## Reading passage
DC's Toughest Start of School Ever

Our parents, students, and teachers in DC just faced the toughest first day of school ever. 

After nearly an entire summer of silence, Mayor Bowser announced on July 30 that students would continue school virtually to begin the fall semester. It is hard to understand why this seemingly inevitable announcement came so late, and even harder to understand why the DC Public Schools system was so unprepared.

Five months after the abrupt transition to virtual learning, many students still don’t have laptops and internet access. Teachers still don’t have a curriculum adequately specialized to virtual learning. There is still no proper student attendance system.

You don’t have to be an emergency planner like I am to see that leaders at the highest levels of the DC government failed our children. And that includes a failure of oversight by the DC Council.

One DC teacher had to use FaceTime to communicate with his students and even gave away his personal laptop to a child who had trouble accessing lessons online. He told DCist that only ten percent of his students logged in consistently. On the first day of school, the DCPS’ tech support hotline received a reported 3,000 calls. Many went straight to an automated voicemail and many calls remained unreturned.

DCPS could have avoided confusion and delay by simply providing a laptop to every student. Instead, it devised an unsuccessful process for determining what technology to purchase and how to distribute it to the students who need it, including an online-only survey asking who doesn’t have online access. The survey found 60 percent of students lacked adequate technology at home.

## What you need to do
Quote the full opinion piece on DC's start of the school year word for word.

(Natural language region descriptions)
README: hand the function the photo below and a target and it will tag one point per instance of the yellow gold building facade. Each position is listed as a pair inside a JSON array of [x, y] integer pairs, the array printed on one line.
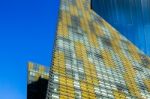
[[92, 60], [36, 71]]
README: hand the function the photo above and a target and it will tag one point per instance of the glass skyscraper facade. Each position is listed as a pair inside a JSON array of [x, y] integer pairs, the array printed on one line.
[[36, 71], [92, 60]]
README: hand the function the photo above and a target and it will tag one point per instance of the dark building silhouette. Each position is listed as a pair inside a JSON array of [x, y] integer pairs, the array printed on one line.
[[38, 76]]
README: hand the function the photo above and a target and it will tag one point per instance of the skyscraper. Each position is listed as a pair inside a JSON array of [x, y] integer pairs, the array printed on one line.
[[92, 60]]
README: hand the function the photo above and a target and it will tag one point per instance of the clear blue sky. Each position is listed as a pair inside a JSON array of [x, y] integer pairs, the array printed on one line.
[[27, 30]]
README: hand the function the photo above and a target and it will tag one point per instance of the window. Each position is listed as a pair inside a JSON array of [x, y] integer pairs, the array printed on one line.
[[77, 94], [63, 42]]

...

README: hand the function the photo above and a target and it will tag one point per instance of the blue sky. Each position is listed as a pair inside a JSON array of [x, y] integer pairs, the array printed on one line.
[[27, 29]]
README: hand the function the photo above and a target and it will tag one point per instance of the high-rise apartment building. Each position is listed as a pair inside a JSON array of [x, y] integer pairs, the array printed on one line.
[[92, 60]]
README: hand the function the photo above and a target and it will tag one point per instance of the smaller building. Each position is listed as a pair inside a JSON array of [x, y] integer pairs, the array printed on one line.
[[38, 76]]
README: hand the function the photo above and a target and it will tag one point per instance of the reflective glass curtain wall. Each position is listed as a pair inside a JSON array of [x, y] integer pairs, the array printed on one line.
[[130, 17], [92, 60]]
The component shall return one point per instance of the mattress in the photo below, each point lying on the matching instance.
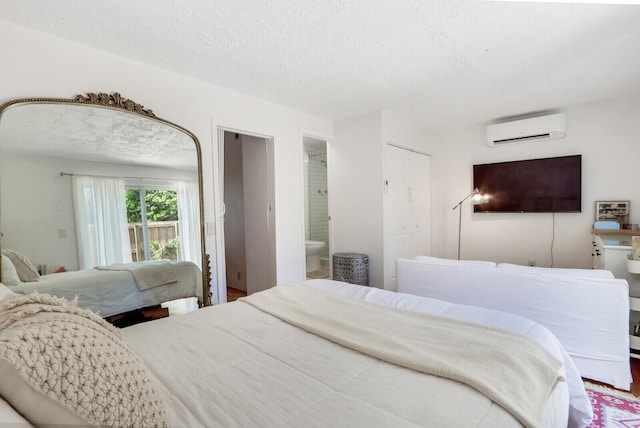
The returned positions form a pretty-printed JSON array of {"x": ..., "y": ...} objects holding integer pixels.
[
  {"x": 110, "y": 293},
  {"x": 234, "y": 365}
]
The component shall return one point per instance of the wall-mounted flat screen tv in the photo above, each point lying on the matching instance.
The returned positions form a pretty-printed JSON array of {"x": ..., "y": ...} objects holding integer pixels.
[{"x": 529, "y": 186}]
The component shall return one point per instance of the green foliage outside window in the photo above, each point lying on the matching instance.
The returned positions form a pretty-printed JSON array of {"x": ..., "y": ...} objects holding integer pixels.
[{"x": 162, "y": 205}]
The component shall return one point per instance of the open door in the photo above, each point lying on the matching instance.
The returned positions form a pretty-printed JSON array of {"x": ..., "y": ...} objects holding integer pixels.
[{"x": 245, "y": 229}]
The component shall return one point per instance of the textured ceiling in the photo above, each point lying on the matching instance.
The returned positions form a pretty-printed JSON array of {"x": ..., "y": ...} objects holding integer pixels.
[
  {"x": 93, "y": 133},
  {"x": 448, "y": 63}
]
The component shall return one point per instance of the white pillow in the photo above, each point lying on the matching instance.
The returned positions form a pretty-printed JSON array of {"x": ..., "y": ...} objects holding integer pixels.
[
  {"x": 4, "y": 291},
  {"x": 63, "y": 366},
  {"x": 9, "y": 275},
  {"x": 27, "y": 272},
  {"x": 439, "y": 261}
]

* * *

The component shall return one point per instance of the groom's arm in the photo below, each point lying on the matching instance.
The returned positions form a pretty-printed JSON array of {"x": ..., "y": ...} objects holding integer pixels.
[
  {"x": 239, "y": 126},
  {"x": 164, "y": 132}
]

## Completed task
DC's Toughest Start of School Ever

Our parents, students, and teachers in DC just faced the toughest first day of school ever. 

After nearly an entire summer of silence, Mayor Bowser announced on July 30 that students would continue school virtually to begin the fall semester. It is hard to understand why this seemingly inevitable announcement came so late, and even harder to understand why the DC Public Schools system was so unprepared.

Five months after the abrupt transition to virtual learning, many students still don’t have laptops and internet access. Teachers still don’t have a curriculum adequately specialized to virtual learning. There is still no proper student attendance system.

You don’t have to be an emergency planner like I am to see that leaders at the highest levels of the DC government failed our children. And that includes a failure of oversight by the DC Council.

One DC teacher had to use FaceTime to communicate with his students and even gave away his personal laptop to a child who had trouble accessing lessons online. He told DCist that only ten percent of his students logged in consistently. On the first day of school, the DCPS’ tech support hotline received a reported 3,000 calls. Many went straight to an automated voicemail and many calls remained unreturned.

DCPS could have avoided confusion and delay by simply providing a laptop to every student. Instead, it devised an unsuccessful process for determining what technology to purchase and how to distribute it to the students who need it, including an online-only survey asking who doesn’t have online access. The survey found 60 percent of students lacked adequate technology at home.